**Instruction 1**. Repeat the listing further down word for word, starting with the line that contains "of the shrub?" and going on through the line that contains "x=306 y=113".

begin Selection

Yeah, completely. And I and I think that's an interesting one too, as well. How you how people leave races often impacts how maybe the next four or six weeks can look. They leave super motivated, often people can get out there and keep on charging on and dig themselves a hole. But don't leave with a successful result that might go into a hole and not train for quite a while, and then it's a hard place to come back of. And what I found is for age group athletes too was generally the older we get, the less we bounce back. So we do have to give ourselves a good bit of time to breathe. But also importantly, if we stop moving, it's normally negative as well. Like we need to keep moving and keep it's like we've got to keep oiled and keep the gyms, the the joints moving and and the heart, heart ticking. So it can be really important to come off, just find a really happy place with a light load where you're just ticking over before you start to build up again towards your next event.

end Selection

**Instruction 2**.
For each statement, say yes or no to whether the passage on recovery after races agrees, and quote the words from the passage that settle it.
(a) Older age group athletes generally bounce back less.
(b) Stopping all movement after a race is usually a good thing.
(c) People who leave a race super motivated can end up digging themselves a hole.

begin Entries

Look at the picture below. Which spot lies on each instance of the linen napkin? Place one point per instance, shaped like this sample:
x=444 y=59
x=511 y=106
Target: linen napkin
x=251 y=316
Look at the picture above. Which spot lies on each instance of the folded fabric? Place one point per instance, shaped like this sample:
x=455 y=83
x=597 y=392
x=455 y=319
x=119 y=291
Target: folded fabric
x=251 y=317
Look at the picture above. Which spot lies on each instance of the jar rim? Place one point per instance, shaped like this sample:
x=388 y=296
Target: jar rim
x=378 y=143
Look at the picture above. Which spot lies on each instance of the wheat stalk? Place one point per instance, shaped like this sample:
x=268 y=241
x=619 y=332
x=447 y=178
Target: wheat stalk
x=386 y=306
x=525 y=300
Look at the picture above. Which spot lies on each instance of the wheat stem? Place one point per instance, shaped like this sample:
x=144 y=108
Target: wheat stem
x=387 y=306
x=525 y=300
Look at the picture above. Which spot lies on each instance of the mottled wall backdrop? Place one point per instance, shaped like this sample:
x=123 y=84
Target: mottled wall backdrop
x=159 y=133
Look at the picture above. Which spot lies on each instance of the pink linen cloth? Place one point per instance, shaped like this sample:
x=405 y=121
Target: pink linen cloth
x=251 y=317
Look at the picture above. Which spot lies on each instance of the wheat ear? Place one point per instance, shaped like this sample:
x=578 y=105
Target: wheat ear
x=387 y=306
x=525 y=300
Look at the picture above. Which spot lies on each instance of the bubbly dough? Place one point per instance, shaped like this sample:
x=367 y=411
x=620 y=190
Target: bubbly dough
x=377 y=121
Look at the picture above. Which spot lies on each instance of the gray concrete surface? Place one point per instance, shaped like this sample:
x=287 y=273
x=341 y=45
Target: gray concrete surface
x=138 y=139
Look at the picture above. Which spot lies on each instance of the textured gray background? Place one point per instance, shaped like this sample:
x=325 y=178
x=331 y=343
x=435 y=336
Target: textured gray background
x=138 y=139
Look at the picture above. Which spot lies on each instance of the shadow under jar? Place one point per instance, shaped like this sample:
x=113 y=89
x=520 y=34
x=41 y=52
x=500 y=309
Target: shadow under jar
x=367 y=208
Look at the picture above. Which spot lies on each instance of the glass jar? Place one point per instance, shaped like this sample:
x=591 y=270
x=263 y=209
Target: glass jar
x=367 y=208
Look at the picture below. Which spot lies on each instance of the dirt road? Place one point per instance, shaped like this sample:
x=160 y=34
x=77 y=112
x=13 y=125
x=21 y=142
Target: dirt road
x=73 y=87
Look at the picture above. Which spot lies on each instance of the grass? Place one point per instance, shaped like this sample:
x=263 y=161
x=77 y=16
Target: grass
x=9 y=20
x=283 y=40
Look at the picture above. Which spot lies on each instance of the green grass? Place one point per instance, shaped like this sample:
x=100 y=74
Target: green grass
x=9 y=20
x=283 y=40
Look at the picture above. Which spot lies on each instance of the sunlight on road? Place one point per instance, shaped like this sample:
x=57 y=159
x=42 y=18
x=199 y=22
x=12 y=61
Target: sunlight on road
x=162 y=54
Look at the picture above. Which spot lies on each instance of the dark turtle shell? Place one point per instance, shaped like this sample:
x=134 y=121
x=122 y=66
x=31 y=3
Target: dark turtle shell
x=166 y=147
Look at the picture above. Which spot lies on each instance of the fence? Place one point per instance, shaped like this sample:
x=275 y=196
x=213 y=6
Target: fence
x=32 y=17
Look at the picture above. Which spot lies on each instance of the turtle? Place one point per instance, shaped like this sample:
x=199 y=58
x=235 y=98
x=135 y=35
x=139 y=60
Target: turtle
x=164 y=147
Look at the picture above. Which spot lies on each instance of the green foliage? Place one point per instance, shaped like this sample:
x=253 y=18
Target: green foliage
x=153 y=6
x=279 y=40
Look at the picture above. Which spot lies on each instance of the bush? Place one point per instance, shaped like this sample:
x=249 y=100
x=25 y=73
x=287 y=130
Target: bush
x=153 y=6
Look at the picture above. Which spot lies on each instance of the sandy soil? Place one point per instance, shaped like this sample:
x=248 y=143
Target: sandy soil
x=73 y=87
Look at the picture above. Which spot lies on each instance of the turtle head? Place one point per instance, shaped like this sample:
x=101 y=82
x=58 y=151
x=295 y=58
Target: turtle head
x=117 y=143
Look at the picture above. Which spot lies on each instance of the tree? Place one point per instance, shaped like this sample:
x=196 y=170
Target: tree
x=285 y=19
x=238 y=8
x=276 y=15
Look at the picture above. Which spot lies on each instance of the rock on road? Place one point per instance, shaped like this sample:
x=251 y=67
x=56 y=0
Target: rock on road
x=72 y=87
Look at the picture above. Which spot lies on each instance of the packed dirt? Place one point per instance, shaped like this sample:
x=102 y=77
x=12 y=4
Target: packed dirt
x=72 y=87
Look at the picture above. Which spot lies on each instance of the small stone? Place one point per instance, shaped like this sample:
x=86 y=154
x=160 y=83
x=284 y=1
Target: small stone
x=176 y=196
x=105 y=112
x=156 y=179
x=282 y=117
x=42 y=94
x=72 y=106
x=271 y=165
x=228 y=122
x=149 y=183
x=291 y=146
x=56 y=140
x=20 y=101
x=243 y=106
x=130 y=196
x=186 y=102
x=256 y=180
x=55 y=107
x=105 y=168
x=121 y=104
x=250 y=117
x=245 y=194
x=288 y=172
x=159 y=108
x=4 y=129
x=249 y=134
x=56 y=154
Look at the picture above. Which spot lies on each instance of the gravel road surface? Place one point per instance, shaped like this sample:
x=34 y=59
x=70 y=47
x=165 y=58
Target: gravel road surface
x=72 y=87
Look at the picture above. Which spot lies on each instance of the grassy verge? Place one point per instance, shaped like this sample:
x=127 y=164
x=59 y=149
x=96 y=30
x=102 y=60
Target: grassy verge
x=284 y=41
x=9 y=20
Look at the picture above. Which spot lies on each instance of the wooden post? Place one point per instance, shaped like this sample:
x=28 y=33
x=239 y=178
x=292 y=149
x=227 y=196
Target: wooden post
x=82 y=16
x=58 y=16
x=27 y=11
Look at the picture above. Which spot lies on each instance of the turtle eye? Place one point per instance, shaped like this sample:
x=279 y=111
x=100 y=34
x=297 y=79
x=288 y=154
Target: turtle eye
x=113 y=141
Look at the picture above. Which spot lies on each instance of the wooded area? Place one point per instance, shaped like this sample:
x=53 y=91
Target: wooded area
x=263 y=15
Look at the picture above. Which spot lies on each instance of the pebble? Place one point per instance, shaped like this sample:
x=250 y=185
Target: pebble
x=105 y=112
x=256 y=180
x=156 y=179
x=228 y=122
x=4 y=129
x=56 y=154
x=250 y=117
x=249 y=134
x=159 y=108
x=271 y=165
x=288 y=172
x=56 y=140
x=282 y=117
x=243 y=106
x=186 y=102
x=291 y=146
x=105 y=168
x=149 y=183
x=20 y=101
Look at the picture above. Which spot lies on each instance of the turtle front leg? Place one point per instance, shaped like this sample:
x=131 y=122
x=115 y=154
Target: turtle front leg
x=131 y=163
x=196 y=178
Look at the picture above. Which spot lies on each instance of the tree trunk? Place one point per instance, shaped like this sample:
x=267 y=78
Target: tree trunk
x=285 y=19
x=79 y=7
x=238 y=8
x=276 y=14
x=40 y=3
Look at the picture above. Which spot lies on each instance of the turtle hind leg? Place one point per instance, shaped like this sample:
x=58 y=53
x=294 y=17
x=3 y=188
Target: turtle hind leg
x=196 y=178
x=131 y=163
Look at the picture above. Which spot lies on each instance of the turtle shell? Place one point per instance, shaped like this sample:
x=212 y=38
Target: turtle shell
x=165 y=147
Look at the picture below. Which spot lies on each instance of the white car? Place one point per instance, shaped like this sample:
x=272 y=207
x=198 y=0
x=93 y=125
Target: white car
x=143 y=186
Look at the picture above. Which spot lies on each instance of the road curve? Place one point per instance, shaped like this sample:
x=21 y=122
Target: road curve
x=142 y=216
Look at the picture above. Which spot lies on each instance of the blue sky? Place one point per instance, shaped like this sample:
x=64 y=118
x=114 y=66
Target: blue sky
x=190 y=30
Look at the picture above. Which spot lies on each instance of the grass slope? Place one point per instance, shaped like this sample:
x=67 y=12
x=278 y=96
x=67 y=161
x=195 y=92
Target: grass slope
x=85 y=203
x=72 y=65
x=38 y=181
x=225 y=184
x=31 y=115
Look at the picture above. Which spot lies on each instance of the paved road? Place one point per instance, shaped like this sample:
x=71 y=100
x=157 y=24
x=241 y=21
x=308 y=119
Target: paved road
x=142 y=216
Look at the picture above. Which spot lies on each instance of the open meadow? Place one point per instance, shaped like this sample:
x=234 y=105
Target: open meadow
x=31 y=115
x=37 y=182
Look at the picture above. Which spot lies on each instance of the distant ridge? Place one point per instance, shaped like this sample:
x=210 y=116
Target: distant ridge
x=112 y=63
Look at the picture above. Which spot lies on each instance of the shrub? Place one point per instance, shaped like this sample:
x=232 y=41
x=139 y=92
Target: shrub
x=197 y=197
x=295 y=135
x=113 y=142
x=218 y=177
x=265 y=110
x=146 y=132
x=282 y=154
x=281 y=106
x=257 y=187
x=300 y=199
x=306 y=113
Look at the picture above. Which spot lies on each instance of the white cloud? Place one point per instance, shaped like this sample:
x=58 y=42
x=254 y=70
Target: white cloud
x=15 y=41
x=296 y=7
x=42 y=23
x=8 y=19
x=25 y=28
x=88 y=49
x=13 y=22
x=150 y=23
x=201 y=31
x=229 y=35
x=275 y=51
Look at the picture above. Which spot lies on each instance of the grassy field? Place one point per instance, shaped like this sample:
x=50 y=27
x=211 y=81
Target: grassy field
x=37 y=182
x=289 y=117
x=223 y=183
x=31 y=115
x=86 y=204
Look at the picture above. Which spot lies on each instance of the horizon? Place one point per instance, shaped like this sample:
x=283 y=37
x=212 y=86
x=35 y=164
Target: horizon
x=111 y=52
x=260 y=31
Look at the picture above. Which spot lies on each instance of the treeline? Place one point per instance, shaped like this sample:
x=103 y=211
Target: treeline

end Entries

**Correct answer 1**.
Look at the picture above. Which spot lies on each instance of the shrub? Place one point per instance, shaped like this sample:
x=232 y=41
x=139 y=92
Target: shrub
x=197 y=197
x=295 y=135
x=113 y=142
x=218 y=177
x=265 y=110
x=146 y=132
x=282 y=154
x=281 y=106
x=257 y=187
x=300 y=199
x=306 y=113

**Correct answer 2**.
(a) Yes: "the older we get, the less we bounce back"
(b) No: "if we stop moving, it's normally negative as well"
(c) Yes: "They leave super motivated, often people can get out there and keep on charging on and dig themselves a hole"